[Text shown Boundary: Start]

Iran’s semi-official Fars News Agency reported earlier that Iran’s senior nuclear negotiator Abbas Araghchi will announce more cuts in its commitment to the pact on July 7.

Ali Akbar Velayati, a senior adviser to Supreme Leader Ayatollah Ali Khamenei, said Iranian officials were unanimous in their decision to raise the level of uranium enrichment beyond the 3.67 percent set in the accord, in remarks posted on Khamenei’s official website.

“For example, we need uranium enriched to 5 percent for use in the Bushehr [power plant] and this is a completely peaceful purpose,” Velayati said, hinting that it could be the first step Iran might take to raise the enrichment level.

Limp Deal

Under the nuclear deal, the timeline for Iran’s ability to create a nuclear weapon was pushed back from a few weeks to roughly a year. In exchange, major powers lifted most of the trade restrictions on the regime. China, France, Germany, the European Union, Russia, and the United Kingdom are the remaining cosignatories.

Trump withdrew from the deal in 2018, saying it didn’t do enough to stop Iran from building a nuclear weapon and that it also failed to address other grievances the United States has with the Islamic regime, such as ballistic missile development, support for terrorist groups and militias, threatening maritime shipping routes, and more.

Tehran has increasingly escalated its threats of breaching the deal to force its European signatories to help circumvent sanctions imposed on Iran by Trump.

[Text shown Boundary: End]

What this task involves = Transcribe the passage about Iran's nuclear deal between "Ali Akbar Velayati, a" and "the remaining cosignatories.", inclusive. The lines have no connection to the passage about Iran's nuclear deal.

[Data under study Boundary: Start]

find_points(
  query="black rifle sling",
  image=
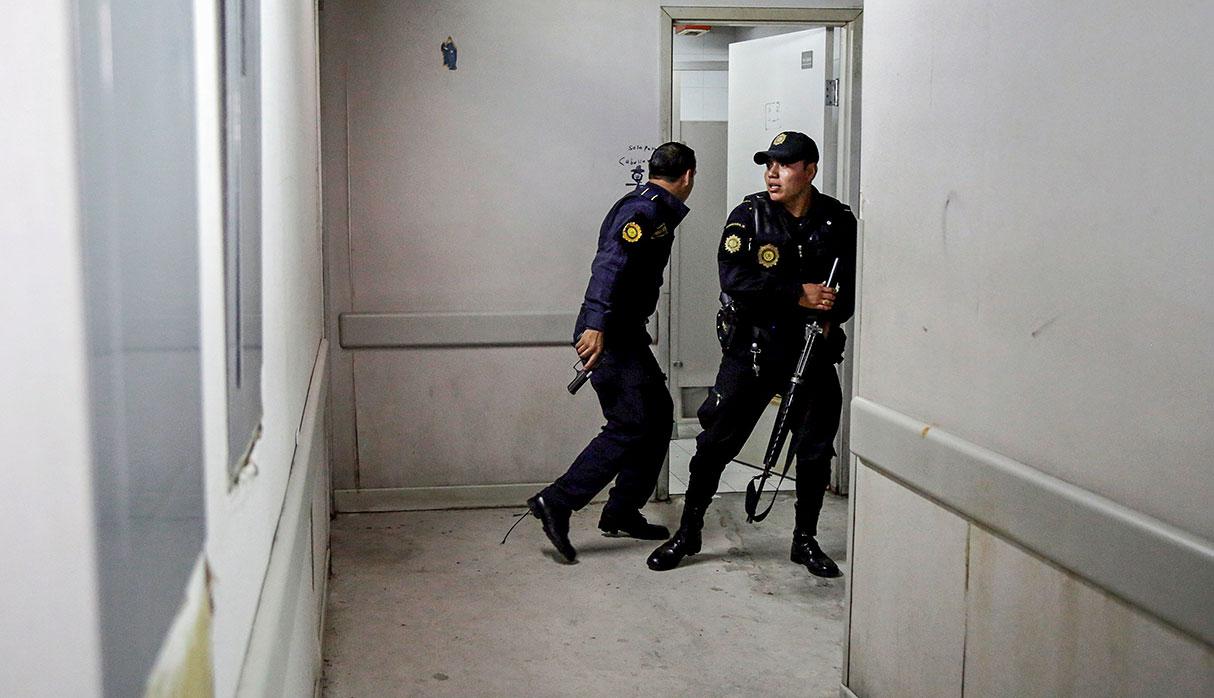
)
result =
(755, 493)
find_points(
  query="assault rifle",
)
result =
(786, 418)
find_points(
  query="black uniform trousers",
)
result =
(633, 444)
(735, 406)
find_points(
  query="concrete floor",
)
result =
(429, 603)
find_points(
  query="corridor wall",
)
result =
(1034, 396)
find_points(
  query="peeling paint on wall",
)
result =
(183, 667)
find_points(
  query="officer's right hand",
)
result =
(817, 296)
(590, 347)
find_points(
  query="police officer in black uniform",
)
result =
(611, 339)
(776, 251)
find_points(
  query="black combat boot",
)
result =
(555, 520)
(807, 552)
(685, 542)
(630, 523)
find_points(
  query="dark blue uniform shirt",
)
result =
(634, 247)
(766, 254)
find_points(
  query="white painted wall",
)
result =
(1038, 257)
(242, 521)
(50, 642)
(1037, 281)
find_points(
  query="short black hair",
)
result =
(671, 160)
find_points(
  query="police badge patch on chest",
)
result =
(769, 255)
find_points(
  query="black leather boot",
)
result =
(555, 520)
(685, 542)
(806, 551)
(630, 523)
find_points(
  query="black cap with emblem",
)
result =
(789, 147)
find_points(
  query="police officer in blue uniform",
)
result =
(611, 339)
(776, 250)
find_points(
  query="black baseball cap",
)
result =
(789, 147)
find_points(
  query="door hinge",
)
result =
(833, 92)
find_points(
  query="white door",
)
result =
(776, 84)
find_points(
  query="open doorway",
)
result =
(736, 79)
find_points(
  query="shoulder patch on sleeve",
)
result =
(631, 232)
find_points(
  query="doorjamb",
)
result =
(849, 192)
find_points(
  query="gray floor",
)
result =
(429, 603)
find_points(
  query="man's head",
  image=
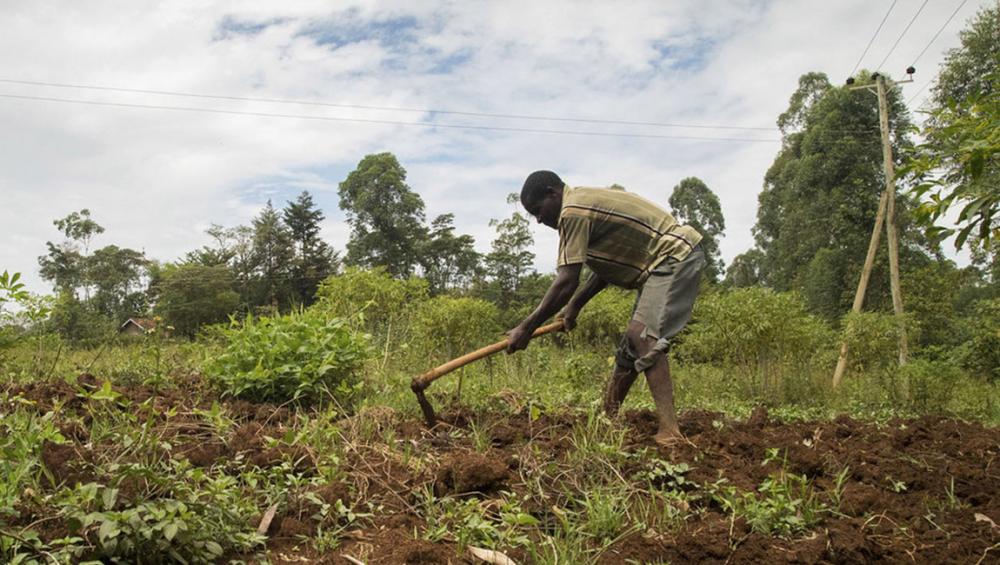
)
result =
(541, 197)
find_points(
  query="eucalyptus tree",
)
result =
(821, 194)
(448, 261)
(694, 204)
(386, 216)
(314, 258)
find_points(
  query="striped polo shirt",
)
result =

[Data under study Boundary: End]

Response =
Ali Akbar Velayati, a senior adviser to Supreme Leader Ayatollah Ali Khamenei, said Iranian officials were unanimous in their decision to raise the level of uranium enrichment beyond the 3.67 percent set in the accord, in remarks posted on Khamenei’s official website.

“For example, we need uranium enriched to 5 percent for use in the Bushehr [power plant] and this is a completely peaceful purpose,” Velayati said, hinting that it could be the first step Iran might take to raise the enrichment level.

Limp Deal

Under the nuclear deal, the timeline for Iran’s ability to create a nuclear weapon was pushed back from a few weeks to roughly a year. In exchange, major powers lifted most of the trade restrictions on the regime. China, France, Germany, the European Union, Russia, and the United Kingdom are the remaining cosignatories.